• _YOUR TASK_: Please state how many slaughtered cows a year are tested for BSE, according to the article on BSE in US cattle.

*** Opening SUPPLIED PASSAGE ***

Part of the problem, according to critics, is that only a tiny fraction of slaughtered cows (40,000 out of 35 million a year) are tested for BSE.

In this week’s instance, the cow (which was to be rendered into products other than meat for human consumption) had been unable to stand – a “downer” cow. This raised suspicions, so the cow was tested for BSE. This showed that the current inspection system works, say beef industry supporters.

According to the USDA, the infected animal discovered this week had “atypical BSE,” which means it most likely did not get the disease from eating infected cattle feed. Still, the USDA is tracking feed sources as a possible cause.

This instance of BSE in US cattle has caused some international ripples.

Indonesia suspended its imports of US beef Thursday, two major South Korean retailers pulled US beef from their stores this week, and South Korea's agriculture ministry has stepped up inspections of US beef and requested detailed information on the case. Taiwan’s Department of Health is seeking permission from US authorities to visit slaughterhouses in the US, Taiwanese officials said Saturday.

"We will lift the ban as soon as the US can assure us its dairy cows are free of mad cow disease," Indonesia's Vice Agriculture Minister Rusman Heriawan told reporters.

"It could be one month or one year," he said. "It depends on how long it takes to resolve this case."

BSE is fatal to cows, and eating tainted meat has been linked to a similar disease in humans known as variant Creutzfeldt-Jakob disease (vCJD).

Prior to this week, there were three confirmed cases of BSE in cows in the US – in a Canadian-born cow in 2003 in Washington State, in 2005 in Texas, and in 2006 in Alabama.

*** Closing SUPPLIED PASSAGE ***
*** Opening RECORDS ***

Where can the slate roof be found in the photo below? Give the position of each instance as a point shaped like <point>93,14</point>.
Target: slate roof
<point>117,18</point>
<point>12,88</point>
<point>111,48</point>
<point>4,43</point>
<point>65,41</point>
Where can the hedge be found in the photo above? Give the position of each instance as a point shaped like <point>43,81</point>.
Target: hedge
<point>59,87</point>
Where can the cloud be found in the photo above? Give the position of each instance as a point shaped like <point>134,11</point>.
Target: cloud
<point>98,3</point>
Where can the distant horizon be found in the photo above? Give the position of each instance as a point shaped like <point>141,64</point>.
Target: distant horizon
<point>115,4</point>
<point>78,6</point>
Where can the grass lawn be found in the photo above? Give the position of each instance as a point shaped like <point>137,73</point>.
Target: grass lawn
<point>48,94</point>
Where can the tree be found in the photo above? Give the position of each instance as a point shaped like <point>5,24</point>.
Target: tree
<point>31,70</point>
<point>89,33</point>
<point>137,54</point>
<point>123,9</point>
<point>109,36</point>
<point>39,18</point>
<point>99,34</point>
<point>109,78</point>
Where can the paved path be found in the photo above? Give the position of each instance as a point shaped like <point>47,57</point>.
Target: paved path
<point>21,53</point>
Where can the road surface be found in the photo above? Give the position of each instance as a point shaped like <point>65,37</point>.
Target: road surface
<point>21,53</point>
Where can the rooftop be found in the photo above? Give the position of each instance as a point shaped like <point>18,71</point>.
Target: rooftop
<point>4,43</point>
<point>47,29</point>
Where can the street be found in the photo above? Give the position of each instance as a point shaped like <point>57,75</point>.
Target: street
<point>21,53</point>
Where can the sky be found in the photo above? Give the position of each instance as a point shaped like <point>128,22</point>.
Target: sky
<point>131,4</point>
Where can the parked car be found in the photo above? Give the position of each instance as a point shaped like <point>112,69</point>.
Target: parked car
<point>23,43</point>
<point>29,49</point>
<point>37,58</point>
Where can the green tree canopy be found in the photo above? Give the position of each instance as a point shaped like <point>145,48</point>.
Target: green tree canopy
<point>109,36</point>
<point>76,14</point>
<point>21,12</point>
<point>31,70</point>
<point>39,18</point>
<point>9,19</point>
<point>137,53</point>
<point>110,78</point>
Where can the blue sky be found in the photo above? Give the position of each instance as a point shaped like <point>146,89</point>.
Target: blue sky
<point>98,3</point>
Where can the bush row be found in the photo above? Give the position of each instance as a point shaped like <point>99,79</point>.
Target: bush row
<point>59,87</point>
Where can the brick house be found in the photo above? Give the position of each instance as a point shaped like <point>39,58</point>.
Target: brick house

*** Closing RECORDS ***

• _RESPONSE_: 40,000 out of 35 million.